- Instructions to follow
Exact repetition is the task: copy every entry below.

"""

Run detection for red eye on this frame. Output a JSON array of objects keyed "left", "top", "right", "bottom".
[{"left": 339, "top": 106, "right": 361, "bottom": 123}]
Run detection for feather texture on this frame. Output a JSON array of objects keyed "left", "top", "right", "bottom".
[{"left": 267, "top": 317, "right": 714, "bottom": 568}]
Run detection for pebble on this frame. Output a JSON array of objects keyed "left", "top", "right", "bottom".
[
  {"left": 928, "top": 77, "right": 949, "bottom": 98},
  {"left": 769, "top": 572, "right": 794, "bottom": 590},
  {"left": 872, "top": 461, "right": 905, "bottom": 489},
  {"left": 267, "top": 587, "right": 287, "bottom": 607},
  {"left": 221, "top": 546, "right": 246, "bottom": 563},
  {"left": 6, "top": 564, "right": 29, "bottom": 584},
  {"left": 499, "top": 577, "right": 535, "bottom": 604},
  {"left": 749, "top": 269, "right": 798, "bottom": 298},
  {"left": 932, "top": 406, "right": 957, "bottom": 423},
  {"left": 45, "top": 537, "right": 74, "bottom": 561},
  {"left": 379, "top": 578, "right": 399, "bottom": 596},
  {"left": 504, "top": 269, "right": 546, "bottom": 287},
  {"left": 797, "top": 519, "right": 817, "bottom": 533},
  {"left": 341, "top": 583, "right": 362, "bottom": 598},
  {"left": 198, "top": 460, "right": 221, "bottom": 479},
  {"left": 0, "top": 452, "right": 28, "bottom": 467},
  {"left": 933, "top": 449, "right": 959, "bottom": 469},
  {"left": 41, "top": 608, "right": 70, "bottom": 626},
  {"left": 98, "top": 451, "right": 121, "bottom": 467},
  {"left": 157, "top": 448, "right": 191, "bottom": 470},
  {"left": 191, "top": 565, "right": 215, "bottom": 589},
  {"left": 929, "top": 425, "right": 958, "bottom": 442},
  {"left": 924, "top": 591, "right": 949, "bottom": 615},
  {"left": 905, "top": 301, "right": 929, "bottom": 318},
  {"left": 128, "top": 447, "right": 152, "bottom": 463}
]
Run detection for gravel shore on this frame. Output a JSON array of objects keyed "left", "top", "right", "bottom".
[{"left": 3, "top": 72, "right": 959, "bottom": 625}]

"""

- Response to the task
Run detection for red eye on this frame. Output a JSON array of objects keyed "left", "top", "right", "bottom".
[{"left": 339, "top": 106, "right": 361, "bottom": 123}]
Run detection for feather texture on this frame. Output a JSON array of objects keyed "left", "top", "right", "bottom".
[{"left": 267, "top": 317, "right": 714, "bottom": 568}]
Run detection for pebble on this frame. Output a JSON array of objects keyed "left", "top", "right", "bottom".
[
  {"left": 928, "top": 77, "right": 949, "bottom": 98},
  {"left": 769, "top": 572, "right": 794, "bottom": 590},
  {"left": 872, "top": 461, "right": 905, "bottom": 489},
  {"left": 267, "top": 587, "right": 287, "bottom": 607},
  {"left": 221, "top": 546, "right": 246, "bottom": 563},
  {"left": 6, "top": 564, "right": 29, "bottom": 584},
  {"left": 499, "top": 577, "right": 535, "bottom": 604},
  {"left": 749, "top": 269, "right": 798, "bottom": 298},
  {"left": 932, "top": 406, "right": 957, "bottom": 423},
  {"left": 45, "top": 537, "right": 74, "bottom": 561},
  {"left": 379, "top": 578, "right": 399, "bottom": 596},
  {"left": 504, "top": 269, "right": 546, "bottom": 287},
  {"left": 797, "top": 519, "right": 817, "bottom": 533},
  {"left": 341, "top": 583, "right": 362, "bottom": 598},
  {"left": 198, "top": 460, "right": 221, "bottom": 479},
  {"left": 0, "top": 452, "right": 28, "bottom": 467},
  {"left": 933, "top": 449, "right": 959, "bottom": 469},
  {"left": 41, "top": 608, "right": 70, "bottom": 626},
  {"left": 98, "top": 451, "right": 121, "bottom": 467},
  {"left": 157, "top": 448, "right": 191, "bottom": 470},
  {"left": 191, "top": 565, "right": 215, "bottom": 589},
  {"left": 929, "top": 425, "right": 958, "bottom": 442},
  {"left": 924, "top": 591, "right": 949, "bottom": 615},
  {"left": 905, "top": 301, "right": 929, "bottom": 318},
  {"left": 128, "top": 447, "right": 152, "bottom": 463}
]
Run detection for gravel shore on this frame. Output a JSON array of objects keyed "left", "top", "right", "bottom".
[{"left": 3, "top": 72, "right": 959, "bottom": 625}]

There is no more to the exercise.